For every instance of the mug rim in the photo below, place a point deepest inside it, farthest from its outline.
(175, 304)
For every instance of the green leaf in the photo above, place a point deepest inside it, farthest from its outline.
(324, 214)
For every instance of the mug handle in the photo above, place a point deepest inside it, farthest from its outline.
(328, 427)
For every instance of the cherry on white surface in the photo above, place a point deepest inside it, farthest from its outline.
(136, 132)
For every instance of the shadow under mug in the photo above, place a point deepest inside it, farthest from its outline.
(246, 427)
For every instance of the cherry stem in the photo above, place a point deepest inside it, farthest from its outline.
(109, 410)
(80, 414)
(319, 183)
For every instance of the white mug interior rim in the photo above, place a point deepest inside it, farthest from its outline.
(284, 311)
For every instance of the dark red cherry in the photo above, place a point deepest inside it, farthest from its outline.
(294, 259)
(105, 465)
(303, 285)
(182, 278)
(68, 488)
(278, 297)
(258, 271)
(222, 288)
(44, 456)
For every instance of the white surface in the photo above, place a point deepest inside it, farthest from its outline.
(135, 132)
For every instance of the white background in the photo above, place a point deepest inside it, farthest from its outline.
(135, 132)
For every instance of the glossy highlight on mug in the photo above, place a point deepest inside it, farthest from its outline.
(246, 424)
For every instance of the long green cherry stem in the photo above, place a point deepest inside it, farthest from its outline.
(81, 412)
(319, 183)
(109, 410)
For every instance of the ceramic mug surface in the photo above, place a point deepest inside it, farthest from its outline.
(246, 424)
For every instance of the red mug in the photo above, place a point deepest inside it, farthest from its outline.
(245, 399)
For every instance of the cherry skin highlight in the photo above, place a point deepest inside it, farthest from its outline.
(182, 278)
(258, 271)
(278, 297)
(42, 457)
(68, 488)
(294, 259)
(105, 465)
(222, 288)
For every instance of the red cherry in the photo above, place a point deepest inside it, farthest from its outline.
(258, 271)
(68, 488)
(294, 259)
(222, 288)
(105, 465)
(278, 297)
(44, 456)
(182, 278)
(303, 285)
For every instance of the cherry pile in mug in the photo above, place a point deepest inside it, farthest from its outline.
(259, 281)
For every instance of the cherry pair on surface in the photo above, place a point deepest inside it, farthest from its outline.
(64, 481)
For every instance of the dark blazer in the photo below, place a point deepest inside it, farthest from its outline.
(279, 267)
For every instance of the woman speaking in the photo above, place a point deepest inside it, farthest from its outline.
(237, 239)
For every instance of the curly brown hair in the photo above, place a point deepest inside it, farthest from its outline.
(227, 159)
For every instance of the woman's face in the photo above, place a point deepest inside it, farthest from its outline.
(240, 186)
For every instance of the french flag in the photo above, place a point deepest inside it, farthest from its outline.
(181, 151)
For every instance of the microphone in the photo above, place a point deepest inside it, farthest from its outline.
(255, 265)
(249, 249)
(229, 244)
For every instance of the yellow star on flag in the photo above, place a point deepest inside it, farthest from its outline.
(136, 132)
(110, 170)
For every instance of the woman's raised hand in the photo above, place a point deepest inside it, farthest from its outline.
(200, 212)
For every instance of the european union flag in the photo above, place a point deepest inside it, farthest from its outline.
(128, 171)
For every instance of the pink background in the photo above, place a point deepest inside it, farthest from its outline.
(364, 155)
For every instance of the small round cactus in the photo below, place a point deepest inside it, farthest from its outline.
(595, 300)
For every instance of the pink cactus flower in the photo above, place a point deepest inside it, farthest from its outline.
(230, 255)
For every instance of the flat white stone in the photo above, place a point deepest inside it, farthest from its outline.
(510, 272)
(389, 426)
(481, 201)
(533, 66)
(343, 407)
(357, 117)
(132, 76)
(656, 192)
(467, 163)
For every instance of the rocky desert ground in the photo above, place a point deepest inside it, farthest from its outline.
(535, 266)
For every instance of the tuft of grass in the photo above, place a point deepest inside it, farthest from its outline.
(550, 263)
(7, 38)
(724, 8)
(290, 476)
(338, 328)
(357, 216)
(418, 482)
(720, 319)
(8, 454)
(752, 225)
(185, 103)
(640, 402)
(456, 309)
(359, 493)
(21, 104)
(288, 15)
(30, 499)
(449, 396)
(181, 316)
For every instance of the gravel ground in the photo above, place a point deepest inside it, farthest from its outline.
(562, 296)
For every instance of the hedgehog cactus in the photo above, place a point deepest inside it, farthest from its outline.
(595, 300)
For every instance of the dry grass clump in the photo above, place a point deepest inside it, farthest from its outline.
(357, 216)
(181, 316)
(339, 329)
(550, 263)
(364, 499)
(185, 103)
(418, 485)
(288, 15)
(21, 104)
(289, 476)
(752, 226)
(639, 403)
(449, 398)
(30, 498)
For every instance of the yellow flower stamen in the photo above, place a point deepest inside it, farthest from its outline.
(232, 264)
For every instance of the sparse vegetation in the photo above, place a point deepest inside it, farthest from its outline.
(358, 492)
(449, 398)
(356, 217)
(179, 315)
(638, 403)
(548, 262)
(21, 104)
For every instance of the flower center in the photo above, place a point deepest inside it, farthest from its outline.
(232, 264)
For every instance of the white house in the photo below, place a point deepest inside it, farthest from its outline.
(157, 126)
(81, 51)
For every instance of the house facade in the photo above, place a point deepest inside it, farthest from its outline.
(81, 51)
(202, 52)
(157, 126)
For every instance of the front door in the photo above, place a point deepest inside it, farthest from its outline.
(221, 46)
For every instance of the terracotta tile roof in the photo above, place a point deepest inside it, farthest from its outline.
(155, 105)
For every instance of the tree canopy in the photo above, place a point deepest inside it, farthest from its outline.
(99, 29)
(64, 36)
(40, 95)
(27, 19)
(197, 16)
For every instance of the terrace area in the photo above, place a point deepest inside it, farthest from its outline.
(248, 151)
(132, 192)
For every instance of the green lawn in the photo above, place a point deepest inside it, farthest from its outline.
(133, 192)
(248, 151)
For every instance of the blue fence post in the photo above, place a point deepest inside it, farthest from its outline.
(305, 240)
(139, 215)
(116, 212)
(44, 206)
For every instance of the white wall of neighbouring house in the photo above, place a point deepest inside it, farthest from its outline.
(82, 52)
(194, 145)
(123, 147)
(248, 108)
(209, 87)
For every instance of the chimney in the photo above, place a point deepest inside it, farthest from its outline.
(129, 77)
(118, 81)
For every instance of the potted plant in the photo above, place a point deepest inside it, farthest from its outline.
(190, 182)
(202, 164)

**INSTRUCTIONS FOR THE TASK**
Your task is to repeat the entries exactly.

**ANSWER TO THIS TASK**
For every instance of the mug rim in the photo below, place a point deepest inside it, farthest from its outline.
(175, 304)
For every instance of the green leaf in the photo above, place a point deepest inside it, farthest from its outline.
(324, 214)
For every instance of the mug handle in the photo above, place a point deepest inside it, farthest from its outline.
(328, 427)
For every instance of the cherry on white surface in the photo above, place a point deepest inside it, farthest from its outline.
(136, 132)
For every instance of the shadow under mug in the photo above, place a point deepest inside it, farthest from its outline.
(246, 427)
For every instance of the cherry stem in the photo above, place a point deepest inside it, farthest from its outline.
(109, 410)
(80, 414)
(319, 183)
For every instance of the white mug interior rim in the photo above, place a point deepest inside it, farthest from its outline.
(284, 311)
For every instance of the dark red cherry in the photo above, place a point deepest inside it, farthest from its outline.
(294, 259)
(105, 465)
(303, 285)
(182, 278)
(68, 488)
(278, 297)
(258, 271)
(222, 288)
(44, 456)
For every instance of the white surface in the photo above, place a point deepest inside it, farthest from its outline.
(135, 132)
For every instance of the white background in the photo above, place a point deepest inside it, farthest from its outline.
(135, 132)
For every instance of the glossy highlight on mug in the photo above, place a point deepest inside it, farthest from its outline.
(246, 424)
For every instance of the long green cherry stem in the photo above, place a point deepest inside it, farthest from its outline.
(81, 412)
(319, 183)
(109, 410)
For every instance of the ceramic mug surface in the photo above, place a point deepest inside it, farthest from its outline.
(246, 424)
For every instance of the red mug in the photo above, place a point deepest inside it, farthest from its outline.
(245, 399)
For every instance of the cherry skin highlight in the photo above, place a point deepest inside it, farthest from its outline.
(182, 278)
(258, 271)
(278, 297)
(42, 457)
(68, 488)
(294, 259)
(105, 465)
(222, 288)
For every instance of the red cherry in the photo above, place a point deepest inside it, farthest from its outline.
(258, 271)
(68, 488)
(294, 259)
(222, 288)
(105, 465)
(278, 297)
(44, 456)
(182, 278)
(303, 285)
For every instance of the cherry pile in mug in the photo above, place a point deepest inside it, farthest from its outline.
(259, 281)
For every instance of the cherry pair on surface in the photo above, place a point deepest inside it, farthest from its outline.
(64, 481)
For every instance of the dark blazer in the photo below, place a point deepest inside it, farthest from its outline.
(279, 267)
For every instance of the woman speaking in the photo above, place a point deepest inside it, farthest from its outline.
(237, 239)
For every instance of the curly brown hair in the photo above, place a point deepest inside it, farthest from its outline.
(227, 159)
For every instance of the woman's face in the photo above, place a point deepest inside it, farthest from its outline.
(240, 186)
For every instance of the french flag in the photo above, place a point deepest inside it, farthest from its outline.
(181, 151)
For every instance of the microphone in the photo above, place a point deepest inside it, farthest from its outline.
(255, 265)
(249, 249)
(229, 244)
For every instance of the yellow star on flag in the photo above, place a point deepest inside it, farthest from its outline.
(136, 132)
(110, 170)
For every instance of the woman's raised hand in the photo above, place a point deepest inside it, farthest from its outline.
(200, 212)
For every instance of the european union flag in the photo above, place a point deepest inside it, farthest from its outline.
(128, 171)
For every instance of the pink background in the photo above, place a point deepest inside it, farthest from its outline.
(364, 155)
For every instance of the small round cactus in the photo below, place a point deepest inside it, farthest from its outline.
(595, 300)
For every instance of the pink cactus flower in the photo above, place a point deepest inside it, farthest from its outline.
(230, 255)
For every instance of the flat white stone in the photo above, place a point deepest inside it, farthest from its outline.
(510, 272)
(389, 426)
(481, 201)
(533, 66)
(343, 407)
(357, 117)
(132, 76)
(656, 192)
(467, 163)
For every instance of the rocky desert ground in the photo above, place a point deepest inside it, farthest from its outline.
(535, 266)
For every instance of the tuft of grass in the photo above, place a point deepest inside it, farthest from its outline.
(550, 263)
(7, 38)
(724, 8)
(290, 476)
(338, 328)
(357, 216)
(418, 482)
(720, 319)
(8, 454)
(752, 225)
(185, 103)
(640, 402)
(456, 309)
(359, 493)
(21, 104)
(288, 15)
(30, 499)
(449, 396)
(181, 316)
For every instance of the gravel ground in the photo above, place a point deepest inside it, farthest from its outline.
(562, 296)
For every instance of the hedgehog cactus in the photo above, place a point deepest inside it, farthest from its outline.
(595, 300)
For every instance of the dry grass clump in the photo above, place a point deepest inside it, farthest from its outline.
(357, 216)
(181, 316)
(339, 329)
(550, 263)
(364, 499)
(185, 103)
(418, 485)
(288, 15)
(21, 104)
(289, 476)
(752, 226)
(639, 403)
(449, 398)
(30, 498)
For every instance of the yellow flower stamen in the photo above, place a point deepest inside it, farthest from its outline.
(232, 264)
For every instance of the sparse vegetation in the photo above, place a point deepest inside it, farthest from its outline.
(358, 492)
(449, 398)
(356, 217)
(179, 315)
(638, 403)
(548, 262)
(21, 104)
For every instance of the flower center in the photo above, place a point deepest inside it, farthest from its outline.
(232, 264)
For every instance of the white house in the photo below, place a point deepest inside it, farthest from its outline.
(157, 126)
(81, 51)
For every instance of the house facade in the photo above, place a point deepest inside it, farthest from its outline.
(81, 51)
(202, 52)
(157, 126)
For every instance of the front door in the photo above, place a point deepest inside it, farthest from its outline.
(221, 46)
For every instance of the terracotta tile roof in the photo above, place a point deepest inside it, farthest from its outline.
(155, 105)
For every instance of the tree canopy in the photo above, place a point deepest inside it, farthest from its outline.
(99, 29)
(64, 36)
(40, 95)
(27, 19)
(197, 16)
For every instance of the terrace area in the photo above, place a point deepest inside it, farthest from its outline.
(248, 151)
(132, 192)
For every instance of the green lawn in the photo above, place a point deepest inside it, farthest from its outline.
(133, 192)
(248, 151)
For every instance of the blue fence post in the photo above, place a point deepest inside it, farthest from its outline.
(305, 240)
(139, 215)
(116, 212)
(44, 206)
For every instance of the white wall of neighbouring house in the photo above, place a point deepest inside it, farthest from its outline.
(82, 52)
(194, 145)
(123, 147)
(248, 108)
(209, 87)
For every instance of the chimney in the photo above, place a point deepest inside it, farthest from its outline.
(129, 77)
(118, 81)
For every instance of the potted plant in the photo above, place a point deepest inside it, farthest from its outline.
(190, 182)
(202, 164)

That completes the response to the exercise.